(Beginning of GIVEN RECORDS)

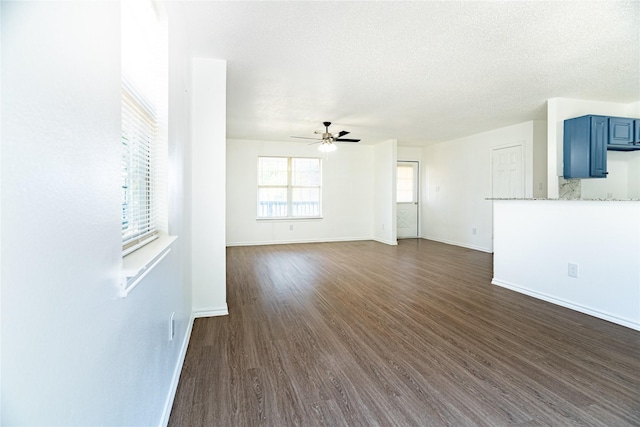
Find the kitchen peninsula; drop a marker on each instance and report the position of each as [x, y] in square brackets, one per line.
[583, 254]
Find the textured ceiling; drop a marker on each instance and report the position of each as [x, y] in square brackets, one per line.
[419, 72]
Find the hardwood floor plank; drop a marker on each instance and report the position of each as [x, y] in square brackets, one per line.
[362, 333]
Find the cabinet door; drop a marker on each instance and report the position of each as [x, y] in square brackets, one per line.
[620, 131]
[598, 147]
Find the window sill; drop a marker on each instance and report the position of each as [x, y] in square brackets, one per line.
[136, 265]
[286, 219]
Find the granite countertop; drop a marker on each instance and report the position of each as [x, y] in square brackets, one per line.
[566, 199]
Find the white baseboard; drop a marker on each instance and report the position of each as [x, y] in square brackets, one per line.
[462, 245]
[211, 312]
[288, 242]
[568, 304]
[387, 242]
[176, 374]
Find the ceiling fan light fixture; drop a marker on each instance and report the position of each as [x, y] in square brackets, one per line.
[327, 147]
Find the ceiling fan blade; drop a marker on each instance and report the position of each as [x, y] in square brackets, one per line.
[304, 137]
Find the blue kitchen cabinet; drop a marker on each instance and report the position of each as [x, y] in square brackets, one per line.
[585, 147]
[621, 134]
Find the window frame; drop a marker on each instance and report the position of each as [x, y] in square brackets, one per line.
[290, 188]
[149, 180]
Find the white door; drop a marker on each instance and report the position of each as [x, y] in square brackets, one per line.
[407, 200]
[507, 172]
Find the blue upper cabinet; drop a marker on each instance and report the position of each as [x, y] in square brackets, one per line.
[621, 134]
[585, 147]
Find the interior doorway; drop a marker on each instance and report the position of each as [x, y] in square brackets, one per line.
[507, 175]
[407, 193]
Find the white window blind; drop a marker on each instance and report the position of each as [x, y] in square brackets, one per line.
[144, 50]
[138, 159]
[289, 187]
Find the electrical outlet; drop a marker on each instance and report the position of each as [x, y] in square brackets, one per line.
[573, 270]
[172, 326]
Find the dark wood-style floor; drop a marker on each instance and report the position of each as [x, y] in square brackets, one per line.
[365, 334]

(End of GIVEN RECORDS)

**TASK DIRECTIONS**
Print the material exactly as given, but not the pictures.

**FINISHED TASK**
Find the kitchen peninsula; drop a marker on each instance and report the position of each as [x, y] in square brackets, one per line.
[583, 254]
Find the textured ceiling; drop a marker on each instance and report the position of each as [x, y] in square brackets, one per line.
[419, 72]
Find the hardwood floor plank; drop a marker on each instance and report the position of each as [x, y] in square brackets, one per line.
[362, 333]
Find the cabinet door; drop a marker on each instance and report the position of each as [x, y] in square brackets, one per line.
[620, 131]
[598, 147]
Find the window sill; drop a marker on each instance and report the position of each as [x, y] in square brackets, one per line.
[136, 265]
[286, 219]
Find the granite countertop; drop a marker on each instance and report the position of each as [x, y] in square brackets, one per line.
[566, 199]
Find the white baseboard; drop a marker on each instance and report the position of each as [x, y] in square brackets, one per line.
[462, 245]
[211, 312]
[288, 242]
[568, 304]
[387, 242]
[176, 374]
Find the ceiling fan light fixture; drop a marker on each instance and report the position of each as [x, y] in square brackets, one per line.
[327, 147]
Find the ceiling fan blade; drop a marker on each instance and report the position of each as [x, y] in square brackets, one per line.
[304, 137]
Find the blue kitchen cabinet; drop a marker on each instance and report the position of each as [x, y] in square brackets, one per line.
[585, 147]
[621, 134]
Find the window frame; drop a marker on each instance and report the position of each as [x, y] in square brackets, one per line.
[290, 188]
[149, 180]
Find the white door; drop a marker on each instance and report the position of each as [x, y] in square brackets, one per line.
[407, 200]
[507, 172]
Find the blue upper cabinet; drop a marker on each instance and report the position of each as [x, y] in square brackets, one per line.
[621, 134]
[585, 147]
Find the interior doorway; drop a marker on each instance and report the position of each as [x, y] in square brackets, one per line.
[507, 175]
[407, 193]
Find the white window blind; drop a marker on each instance and report the position of each as [x, y] in square brackets, one per line.
[144, 50]
[138, 159]
[289, 187]
Find the electrical outlet; drop a marker on each instance and report the position of each as [x, y] in square brackets, one per line.
[573, 270]
[172, 326]
Find the dark wood-style floor; drop a marker on each instance and report the position of each as [x, y] in square brackets, one per line.
[365, 334]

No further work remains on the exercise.